__What is needed__: Return verbatim every line from the start of the entries through the line that contains "box: [0, 313, 593, 408]", with both ends included. Leave the pictures out of your answer.

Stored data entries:
------------------------
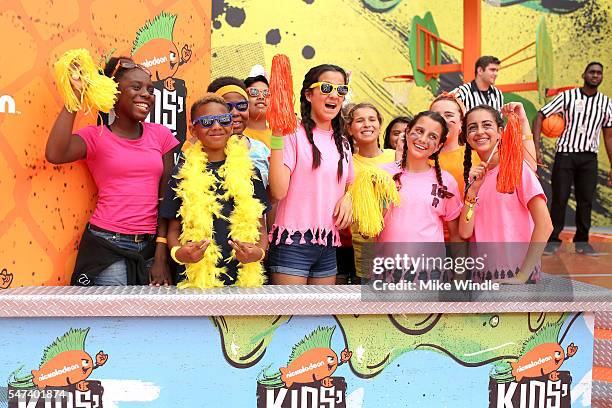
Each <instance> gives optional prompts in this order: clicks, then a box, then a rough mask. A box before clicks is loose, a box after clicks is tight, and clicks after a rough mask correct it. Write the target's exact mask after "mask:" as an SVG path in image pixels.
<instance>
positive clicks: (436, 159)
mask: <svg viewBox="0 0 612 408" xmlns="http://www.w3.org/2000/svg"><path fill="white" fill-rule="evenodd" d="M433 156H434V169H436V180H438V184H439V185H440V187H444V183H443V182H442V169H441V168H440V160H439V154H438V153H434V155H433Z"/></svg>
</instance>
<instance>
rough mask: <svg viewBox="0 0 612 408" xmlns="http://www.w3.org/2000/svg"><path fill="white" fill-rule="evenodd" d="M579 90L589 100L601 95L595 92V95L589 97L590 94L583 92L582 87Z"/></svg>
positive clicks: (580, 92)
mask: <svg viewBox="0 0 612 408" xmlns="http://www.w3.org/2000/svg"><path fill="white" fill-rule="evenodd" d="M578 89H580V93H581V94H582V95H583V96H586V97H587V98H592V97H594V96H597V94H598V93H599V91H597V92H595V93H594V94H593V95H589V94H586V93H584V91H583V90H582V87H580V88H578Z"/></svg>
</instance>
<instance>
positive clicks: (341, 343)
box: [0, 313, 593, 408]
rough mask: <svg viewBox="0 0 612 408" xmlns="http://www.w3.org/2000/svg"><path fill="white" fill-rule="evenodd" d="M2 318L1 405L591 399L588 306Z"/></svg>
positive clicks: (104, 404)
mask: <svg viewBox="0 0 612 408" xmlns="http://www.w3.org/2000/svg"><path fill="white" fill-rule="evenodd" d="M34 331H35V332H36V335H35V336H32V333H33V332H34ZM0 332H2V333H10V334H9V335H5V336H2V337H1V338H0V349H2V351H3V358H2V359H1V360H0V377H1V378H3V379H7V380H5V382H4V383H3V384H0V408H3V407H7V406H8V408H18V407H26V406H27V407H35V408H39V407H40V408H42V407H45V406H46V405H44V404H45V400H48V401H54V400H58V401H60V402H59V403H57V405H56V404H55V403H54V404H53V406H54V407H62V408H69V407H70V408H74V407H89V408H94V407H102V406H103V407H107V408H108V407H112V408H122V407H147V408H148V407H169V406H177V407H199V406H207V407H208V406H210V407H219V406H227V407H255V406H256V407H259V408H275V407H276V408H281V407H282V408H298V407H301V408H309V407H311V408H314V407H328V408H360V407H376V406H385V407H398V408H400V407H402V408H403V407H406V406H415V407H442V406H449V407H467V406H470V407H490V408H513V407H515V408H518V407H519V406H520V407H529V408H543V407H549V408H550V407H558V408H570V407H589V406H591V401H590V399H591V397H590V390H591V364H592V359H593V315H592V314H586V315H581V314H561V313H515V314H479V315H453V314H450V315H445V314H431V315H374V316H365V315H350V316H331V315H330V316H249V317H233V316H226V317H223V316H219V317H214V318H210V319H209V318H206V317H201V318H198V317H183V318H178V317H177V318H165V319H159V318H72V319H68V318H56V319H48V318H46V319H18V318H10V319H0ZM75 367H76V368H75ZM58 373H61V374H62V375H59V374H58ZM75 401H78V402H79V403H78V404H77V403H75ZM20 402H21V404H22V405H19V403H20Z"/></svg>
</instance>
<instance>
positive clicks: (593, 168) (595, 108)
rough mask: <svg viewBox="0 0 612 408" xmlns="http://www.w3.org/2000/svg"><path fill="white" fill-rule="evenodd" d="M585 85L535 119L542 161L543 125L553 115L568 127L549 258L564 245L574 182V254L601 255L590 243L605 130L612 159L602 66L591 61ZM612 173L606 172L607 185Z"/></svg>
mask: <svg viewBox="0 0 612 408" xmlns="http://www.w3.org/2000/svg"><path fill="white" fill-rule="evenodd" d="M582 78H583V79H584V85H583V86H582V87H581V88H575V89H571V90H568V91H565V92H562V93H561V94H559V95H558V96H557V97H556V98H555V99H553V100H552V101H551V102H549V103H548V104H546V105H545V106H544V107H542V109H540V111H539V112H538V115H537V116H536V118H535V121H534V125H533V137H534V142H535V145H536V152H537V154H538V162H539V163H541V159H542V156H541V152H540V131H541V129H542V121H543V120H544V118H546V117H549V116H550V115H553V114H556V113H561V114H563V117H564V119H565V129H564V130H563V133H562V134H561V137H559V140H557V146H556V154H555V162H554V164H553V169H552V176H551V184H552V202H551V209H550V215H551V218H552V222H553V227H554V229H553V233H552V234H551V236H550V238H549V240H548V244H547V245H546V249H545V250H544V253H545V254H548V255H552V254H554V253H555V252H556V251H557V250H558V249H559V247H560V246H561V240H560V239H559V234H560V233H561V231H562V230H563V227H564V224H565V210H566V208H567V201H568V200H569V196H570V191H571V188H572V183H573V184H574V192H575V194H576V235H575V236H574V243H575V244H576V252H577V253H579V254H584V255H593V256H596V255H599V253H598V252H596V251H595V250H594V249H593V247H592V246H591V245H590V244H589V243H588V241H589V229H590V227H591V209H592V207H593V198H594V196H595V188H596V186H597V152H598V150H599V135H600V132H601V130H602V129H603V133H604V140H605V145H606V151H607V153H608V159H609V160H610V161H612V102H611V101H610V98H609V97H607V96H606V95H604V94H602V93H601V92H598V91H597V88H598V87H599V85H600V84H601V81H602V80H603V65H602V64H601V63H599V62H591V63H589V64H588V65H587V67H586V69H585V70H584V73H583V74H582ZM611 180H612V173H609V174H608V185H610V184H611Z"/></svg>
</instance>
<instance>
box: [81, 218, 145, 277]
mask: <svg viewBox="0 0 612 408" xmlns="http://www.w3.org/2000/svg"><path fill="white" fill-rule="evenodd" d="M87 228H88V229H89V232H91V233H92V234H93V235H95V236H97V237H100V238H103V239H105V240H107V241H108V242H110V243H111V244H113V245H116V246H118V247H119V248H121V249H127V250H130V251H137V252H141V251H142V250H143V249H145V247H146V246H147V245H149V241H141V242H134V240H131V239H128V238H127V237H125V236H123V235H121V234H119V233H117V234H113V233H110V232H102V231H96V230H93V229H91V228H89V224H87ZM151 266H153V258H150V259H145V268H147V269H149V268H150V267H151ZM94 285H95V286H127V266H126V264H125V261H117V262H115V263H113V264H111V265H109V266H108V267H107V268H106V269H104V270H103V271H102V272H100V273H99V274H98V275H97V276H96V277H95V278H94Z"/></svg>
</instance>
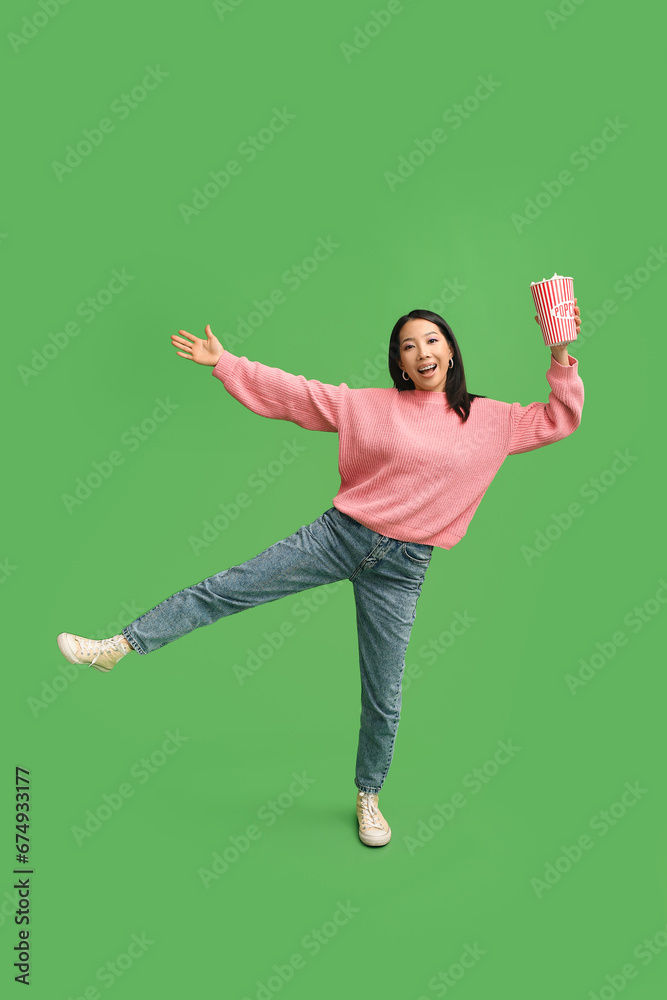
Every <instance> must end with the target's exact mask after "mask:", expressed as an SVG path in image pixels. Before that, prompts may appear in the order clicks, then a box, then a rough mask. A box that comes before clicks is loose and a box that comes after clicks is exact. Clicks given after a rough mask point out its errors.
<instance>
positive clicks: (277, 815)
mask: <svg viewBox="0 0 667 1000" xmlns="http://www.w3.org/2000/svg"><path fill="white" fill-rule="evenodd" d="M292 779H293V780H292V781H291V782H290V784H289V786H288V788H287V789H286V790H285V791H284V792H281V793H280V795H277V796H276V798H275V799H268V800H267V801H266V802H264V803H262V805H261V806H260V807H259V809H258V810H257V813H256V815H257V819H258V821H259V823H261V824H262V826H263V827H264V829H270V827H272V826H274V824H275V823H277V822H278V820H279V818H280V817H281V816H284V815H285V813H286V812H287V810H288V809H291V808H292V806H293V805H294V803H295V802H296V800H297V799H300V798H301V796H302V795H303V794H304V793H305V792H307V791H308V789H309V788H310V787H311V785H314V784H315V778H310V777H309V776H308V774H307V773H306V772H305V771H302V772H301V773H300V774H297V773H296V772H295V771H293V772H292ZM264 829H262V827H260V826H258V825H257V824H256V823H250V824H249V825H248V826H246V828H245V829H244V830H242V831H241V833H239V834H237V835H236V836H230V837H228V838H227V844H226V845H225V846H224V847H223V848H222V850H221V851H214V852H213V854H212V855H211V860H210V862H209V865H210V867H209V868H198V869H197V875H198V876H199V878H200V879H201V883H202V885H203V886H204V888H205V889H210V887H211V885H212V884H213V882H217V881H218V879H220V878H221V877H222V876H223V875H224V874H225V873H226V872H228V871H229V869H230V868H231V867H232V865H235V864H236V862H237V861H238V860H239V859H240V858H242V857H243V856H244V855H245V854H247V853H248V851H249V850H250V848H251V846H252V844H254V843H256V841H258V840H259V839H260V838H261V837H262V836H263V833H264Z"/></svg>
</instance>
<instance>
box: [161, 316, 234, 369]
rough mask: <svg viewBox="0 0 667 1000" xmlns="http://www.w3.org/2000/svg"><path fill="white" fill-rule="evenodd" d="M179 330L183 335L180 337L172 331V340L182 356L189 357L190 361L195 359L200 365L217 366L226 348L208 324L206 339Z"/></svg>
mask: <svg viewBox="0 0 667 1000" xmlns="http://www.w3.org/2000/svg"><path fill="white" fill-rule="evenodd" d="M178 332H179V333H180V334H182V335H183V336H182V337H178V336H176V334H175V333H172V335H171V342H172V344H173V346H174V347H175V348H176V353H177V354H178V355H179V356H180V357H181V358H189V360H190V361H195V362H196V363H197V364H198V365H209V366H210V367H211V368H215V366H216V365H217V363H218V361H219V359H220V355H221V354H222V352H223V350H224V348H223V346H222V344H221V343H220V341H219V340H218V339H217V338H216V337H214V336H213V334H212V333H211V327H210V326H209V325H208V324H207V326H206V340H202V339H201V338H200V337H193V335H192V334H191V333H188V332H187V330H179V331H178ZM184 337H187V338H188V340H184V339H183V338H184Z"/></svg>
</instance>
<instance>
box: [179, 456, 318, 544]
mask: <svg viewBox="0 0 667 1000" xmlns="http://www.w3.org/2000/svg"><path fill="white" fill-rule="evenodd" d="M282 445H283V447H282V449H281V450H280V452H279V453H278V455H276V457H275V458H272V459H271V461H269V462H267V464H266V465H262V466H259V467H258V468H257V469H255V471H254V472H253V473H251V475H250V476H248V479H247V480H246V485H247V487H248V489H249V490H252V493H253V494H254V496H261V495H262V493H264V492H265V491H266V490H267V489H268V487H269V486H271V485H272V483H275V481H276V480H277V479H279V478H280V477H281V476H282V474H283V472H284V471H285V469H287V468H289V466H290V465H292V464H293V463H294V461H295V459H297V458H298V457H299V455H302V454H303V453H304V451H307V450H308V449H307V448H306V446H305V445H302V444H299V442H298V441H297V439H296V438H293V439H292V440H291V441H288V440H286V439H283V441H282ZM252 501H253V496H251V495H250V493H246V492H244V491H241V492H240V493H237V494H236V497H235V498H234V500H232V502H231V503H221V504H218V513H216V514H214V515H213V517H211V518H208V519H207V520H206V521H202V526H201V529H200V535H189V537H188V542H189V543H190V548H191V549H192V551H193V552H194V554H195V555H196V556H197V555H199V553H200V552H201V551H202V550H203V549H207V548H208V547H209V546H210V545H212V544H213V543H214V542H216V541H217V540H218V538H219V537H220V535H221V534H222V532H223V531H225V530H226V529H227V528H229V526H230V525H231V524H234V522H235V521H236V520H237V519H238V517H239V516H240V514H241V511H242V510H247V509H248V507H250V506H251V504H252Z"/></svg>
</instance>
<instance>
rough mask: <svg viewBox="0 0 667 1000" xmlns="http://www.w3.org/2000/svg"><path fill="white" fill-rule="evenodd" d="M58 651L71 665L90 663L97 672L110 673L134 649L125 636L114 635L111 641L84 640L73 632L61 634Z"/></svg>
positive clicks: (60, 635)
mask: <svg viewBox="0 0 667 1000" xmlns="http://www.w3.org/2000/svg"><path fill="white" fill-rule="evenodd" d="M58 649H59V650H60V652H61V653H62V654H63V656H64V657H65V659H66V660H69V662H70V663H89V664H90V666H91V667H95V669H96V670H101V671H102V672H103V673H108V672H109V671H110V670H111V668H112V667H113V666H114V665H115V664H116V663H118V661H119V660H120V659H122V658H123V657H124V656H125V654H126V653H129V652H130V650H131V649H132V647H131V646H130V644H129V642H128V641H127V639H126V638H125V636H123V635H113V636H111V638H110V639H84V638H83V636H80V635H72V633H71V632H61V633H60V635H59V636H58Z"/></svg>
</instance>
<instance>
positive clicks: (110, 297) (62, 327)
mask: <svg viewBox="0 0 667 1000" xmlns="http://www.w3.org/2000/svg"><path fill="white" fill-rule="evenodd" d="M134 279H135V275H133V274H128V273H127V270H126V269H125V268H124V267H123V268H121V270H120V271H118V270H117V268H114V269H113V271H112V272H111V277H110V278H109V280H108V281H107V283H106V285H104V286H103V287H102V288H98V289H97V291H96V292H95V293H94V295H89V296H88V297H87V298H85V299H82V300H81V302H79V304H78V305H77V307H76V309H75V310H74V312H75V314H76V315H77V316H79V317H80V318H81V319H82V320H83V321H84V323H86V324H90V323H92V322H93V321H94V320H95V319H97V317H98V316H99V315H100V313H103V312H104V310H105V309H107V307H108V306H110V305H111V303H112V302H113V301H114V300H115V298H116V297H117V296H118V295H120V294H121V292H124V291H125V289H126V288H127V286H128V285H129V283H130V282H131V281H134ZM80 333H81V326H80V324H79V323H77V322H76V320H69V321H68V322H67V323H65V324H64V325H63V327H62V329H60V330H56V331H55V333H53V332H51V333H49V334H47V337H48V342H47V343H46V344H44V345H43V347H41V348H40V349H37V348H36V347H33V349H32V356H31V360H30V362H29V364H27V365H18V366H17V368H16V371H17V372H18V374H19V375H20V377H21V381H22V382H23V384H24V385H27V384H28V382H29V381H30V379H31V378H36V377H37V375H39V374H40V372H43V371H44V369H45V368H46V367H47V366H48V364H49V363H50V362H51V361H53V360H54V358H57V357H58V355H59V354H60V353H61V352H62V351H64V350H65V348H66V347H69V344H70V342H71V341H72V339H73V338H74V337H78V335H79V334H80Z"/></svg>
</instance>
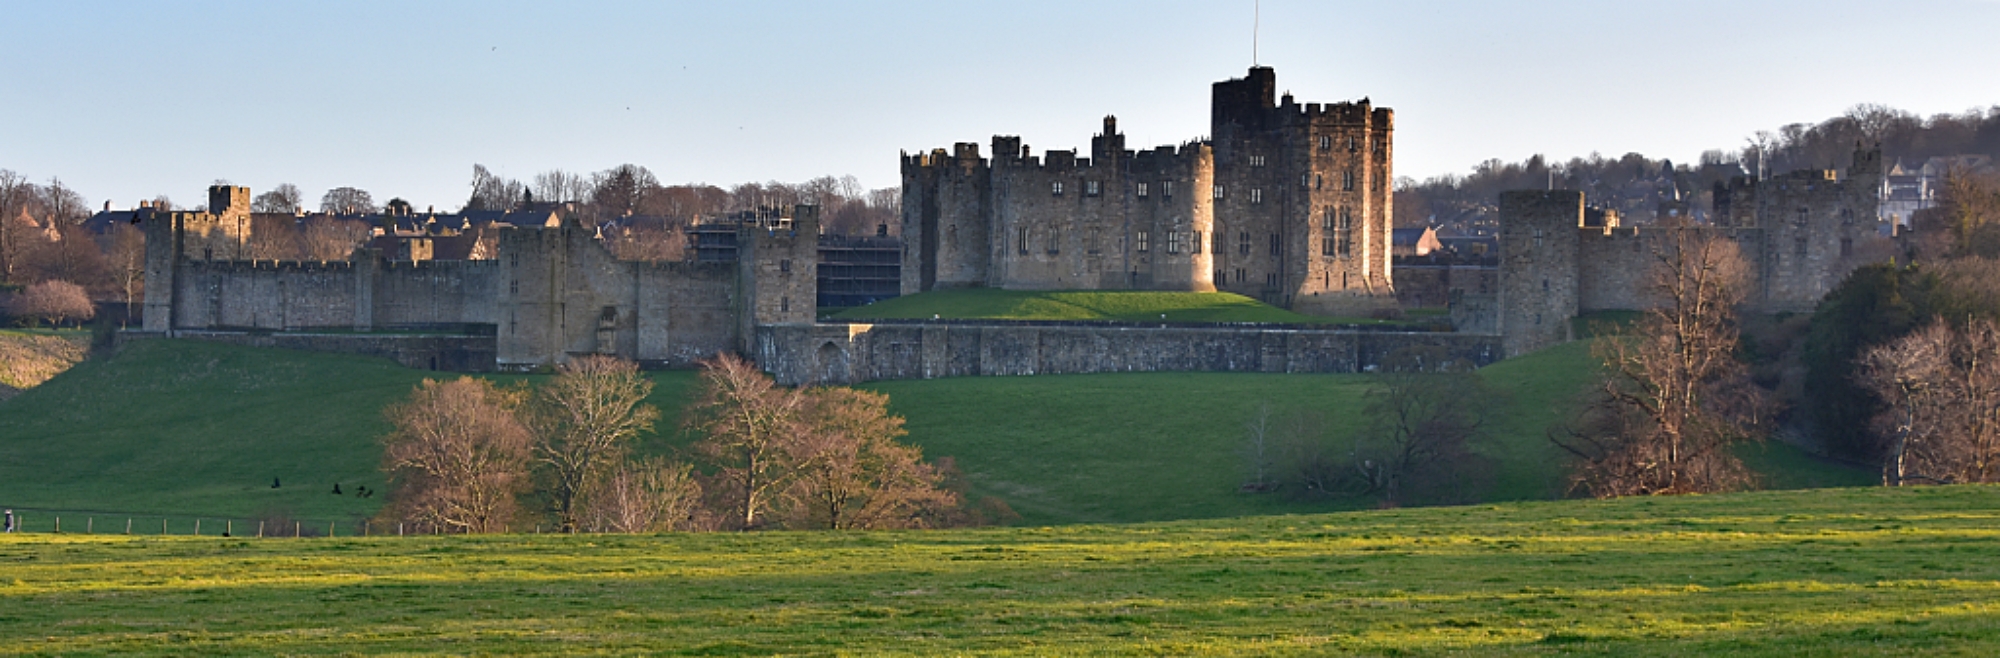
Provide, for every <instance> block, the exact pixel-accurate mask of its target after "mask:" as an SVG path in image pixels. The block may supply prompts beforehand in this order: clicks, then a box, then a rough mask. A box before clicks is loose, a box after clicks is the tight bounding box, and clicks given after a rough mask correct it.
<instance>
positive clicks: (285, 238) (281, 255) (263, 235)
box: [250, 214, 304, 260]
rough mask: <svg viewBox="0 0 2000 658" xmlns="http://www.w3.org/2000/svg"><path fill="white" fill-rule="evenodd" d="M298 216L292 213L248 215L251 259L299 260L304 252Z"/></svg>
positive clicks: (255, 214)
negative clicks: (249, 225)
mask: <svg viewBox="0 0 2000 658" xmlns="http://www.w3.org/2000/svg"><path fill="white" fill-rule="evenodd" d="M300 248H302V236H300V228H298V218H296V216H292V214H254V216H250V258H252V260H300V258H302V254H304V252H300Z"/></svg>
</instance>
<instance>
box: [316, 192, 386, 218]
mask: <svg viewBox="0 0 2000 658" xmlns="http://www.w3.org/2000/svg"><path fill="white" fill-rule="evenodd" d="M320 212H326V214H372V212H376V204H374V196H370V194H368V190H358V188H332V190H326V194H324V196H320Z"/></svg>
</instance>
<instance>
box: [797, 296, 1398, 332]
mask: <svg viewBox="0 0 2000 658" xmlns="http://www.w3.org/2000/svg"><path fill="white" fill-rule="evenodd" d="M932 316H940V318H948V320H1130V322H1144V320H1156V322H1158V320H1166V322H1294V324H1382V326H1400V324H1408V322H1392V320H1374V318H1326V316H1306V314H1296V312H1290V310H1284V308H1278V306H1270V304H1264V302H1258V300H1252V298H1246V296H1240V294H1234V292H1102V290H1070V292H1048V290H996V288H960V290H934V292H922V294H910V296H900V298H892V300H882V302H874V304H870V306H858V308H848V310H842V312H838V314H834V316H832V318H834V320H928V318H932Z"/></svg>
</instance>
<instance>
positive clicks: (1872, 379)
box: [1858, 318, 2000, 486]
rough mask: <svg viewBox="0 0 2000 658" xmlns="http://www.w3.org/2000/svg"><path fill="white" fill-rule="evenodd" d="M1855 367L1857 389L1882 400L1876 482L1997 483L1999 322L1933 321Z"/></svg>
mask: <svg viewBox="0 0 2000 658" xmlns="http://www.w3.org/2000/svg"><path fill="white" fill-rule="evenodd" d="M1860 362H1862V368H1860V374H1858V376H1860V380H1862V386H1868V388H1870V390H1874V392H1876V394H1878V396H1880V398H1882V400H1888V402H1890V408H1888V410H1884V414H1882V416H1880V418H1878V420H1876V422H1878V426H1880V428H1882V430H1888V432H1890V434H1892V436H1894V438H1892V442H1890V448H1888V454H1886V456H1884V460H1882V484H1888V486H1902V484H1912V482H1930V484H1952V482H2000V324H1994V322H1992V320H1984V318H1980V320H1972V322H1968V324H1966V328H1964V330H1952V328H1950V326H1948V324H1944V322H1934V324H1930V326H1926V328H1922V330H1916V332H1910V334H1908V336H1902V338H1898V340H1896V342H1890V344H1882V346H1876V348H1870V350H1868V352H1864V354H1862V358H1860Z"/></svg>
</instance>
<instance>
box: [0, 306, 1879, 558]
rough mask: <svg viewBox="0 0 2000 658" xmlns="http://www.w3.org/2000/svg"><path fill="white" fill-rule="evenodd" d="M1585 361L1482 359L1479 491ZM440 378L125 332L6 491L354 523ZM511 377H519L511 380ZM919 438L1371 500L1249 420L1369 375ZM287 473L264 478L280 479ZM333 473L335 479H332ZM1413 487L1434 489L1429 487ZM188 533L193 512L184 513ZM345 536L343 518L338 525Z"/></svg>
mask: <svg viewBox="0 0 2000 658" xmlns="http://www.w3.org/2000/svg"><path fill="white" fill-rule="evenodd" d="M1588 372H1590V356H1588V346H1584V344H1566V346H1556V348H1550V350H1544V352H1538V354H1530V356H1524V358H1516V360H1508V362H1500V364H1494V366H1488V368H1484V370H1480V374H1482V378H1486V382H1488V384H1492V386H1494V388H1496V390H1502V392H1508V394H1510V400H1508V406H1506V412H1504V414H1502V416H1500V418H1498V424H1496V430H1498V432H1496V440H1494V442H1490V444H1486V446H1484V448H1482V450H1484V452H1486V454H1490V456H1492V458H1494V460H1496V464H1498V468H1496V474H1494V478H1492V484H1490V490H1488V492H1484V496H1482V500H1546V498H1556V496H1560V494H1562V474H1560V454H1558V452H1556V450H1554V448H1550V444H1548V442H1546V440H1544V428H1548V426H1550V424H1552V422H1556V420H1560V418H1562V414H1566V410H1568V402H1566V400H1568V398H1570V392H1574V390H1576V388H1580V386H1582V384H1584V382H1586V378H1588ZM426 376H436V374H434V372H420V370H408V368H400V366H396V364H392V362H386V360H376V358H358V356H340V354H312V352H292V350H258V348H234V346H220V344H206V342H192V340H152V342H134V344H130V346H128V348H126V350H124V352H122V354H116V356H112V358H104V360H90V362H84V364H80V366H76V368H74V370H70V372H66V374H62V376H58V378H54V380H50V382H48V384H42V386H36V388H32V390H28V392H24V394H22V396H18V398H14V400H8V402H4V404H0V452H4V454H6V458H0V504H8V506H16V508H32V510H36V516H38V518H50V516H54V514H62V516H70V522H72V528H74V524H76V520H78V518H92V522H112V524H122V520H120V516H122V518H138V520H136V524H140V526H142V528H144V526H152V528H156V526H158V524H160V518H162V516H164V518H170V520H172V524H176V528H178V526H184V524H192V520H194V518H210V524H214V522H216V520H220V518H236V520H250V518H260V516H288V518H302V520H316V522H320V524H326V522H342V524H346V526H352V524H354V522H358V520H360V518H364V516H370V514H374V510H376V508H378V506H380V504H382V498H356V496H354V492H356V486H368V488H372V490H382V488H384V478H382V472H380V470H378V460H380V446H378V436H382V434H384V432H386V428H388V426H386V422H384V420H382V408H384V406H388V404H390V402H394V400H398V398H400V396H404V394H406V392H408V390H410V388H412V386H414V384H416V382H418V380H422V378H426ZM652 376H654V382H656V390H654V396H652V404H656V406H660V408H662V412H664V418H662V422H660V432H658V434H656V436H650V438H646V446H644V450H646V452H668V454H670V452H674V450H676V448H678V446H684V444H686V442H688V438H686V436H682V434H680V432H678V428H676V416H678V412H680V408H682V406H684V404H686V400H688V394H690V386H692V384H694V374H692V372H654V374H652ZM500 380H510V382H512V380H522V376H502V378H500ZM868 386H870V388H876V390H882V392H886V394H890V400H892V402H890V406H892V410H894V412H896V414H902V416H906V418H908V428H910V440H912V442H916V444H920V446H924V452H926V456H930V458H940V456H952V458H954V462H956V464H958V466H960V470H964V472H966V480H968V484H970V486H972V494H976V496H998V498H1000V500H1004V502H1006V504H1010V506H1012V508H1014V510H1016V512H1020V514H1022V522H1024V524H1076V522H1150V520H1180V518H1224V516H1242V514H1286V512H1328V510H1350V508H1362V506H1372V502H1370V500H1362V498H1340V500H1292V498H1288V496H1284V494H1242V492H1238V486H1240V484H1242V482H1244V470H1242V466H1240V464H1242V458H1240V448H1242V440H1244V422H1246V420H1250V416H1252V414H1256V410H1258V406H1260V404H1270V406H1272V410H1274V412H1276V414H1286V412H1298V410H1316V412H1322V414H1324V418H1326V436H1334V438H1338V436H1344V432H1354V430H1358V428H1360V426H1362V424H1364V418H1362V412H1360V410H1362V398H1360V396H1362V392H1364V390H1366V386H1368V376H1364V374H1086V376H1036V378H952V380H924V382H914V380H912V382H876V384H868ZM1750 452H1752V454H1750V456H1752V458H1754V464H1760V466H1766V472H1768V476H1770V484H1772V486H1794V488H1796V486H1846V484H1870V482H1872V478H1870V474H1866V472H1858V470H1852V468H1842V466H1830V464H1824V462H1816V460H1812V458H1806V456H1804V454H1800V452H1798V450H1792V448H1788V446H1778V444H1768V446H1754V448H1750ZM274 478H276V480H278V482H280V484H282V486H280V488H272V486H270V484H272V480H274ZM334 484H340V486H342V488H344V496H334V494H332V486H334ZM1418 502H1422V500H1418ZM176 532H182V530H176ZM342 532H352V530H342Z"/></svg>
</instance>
------------------------
__Result for this task__:
Each <instance> gives optional prompts in this order: clicks, then a box, then a rough mask. A box before clicks is loose, a box after clicks is tight, and clicks after a rough mask correct it. Write the target's exact mask after "mask:" as an SVG path in image pixels.
<instance>
positive clicks: (436, 159)
mask: <svg viewBox="0 0 612 408" xmlns="http://www.w3.org/2000/svg"><path fill="white" fill-rule="evenodd" d="M433 156H434V169H436V180H438V184H439V185H440V187H444V183H443V182H442V169H441V168H440V160H439V154H438V153H434V155H433Z"/></svg>
</instance>
<instance>
rough mask: <svg viewBox="0 0 612 408" xmlns="http://www.w3.org/2000/svg"><path fill="white" fill-rule="evenodd" d="M579 90L589 100L601 95L595 92V95L589 97L590 94L583 92L582 87Z"/></svg>
positive clicks: (580, 92)
mask: <svg viewBox="0 0 612 408" xmlns="http://www.w3.org/2000/svg"><path fill="white" fill-rule="evenodd" d="M578 89H580V93H581V94H582V95H583V96H586V97H587V98H592V97H594V96H597V94H598V93H599V91H597V92H595V93H594V94H593V95H589V94H586V93H584V91H583V90H582V87H580V88H578Z"/></svg>
</instance>
<instance>
positive clicks: (341, 343)
box: [0, 313, 593, 408]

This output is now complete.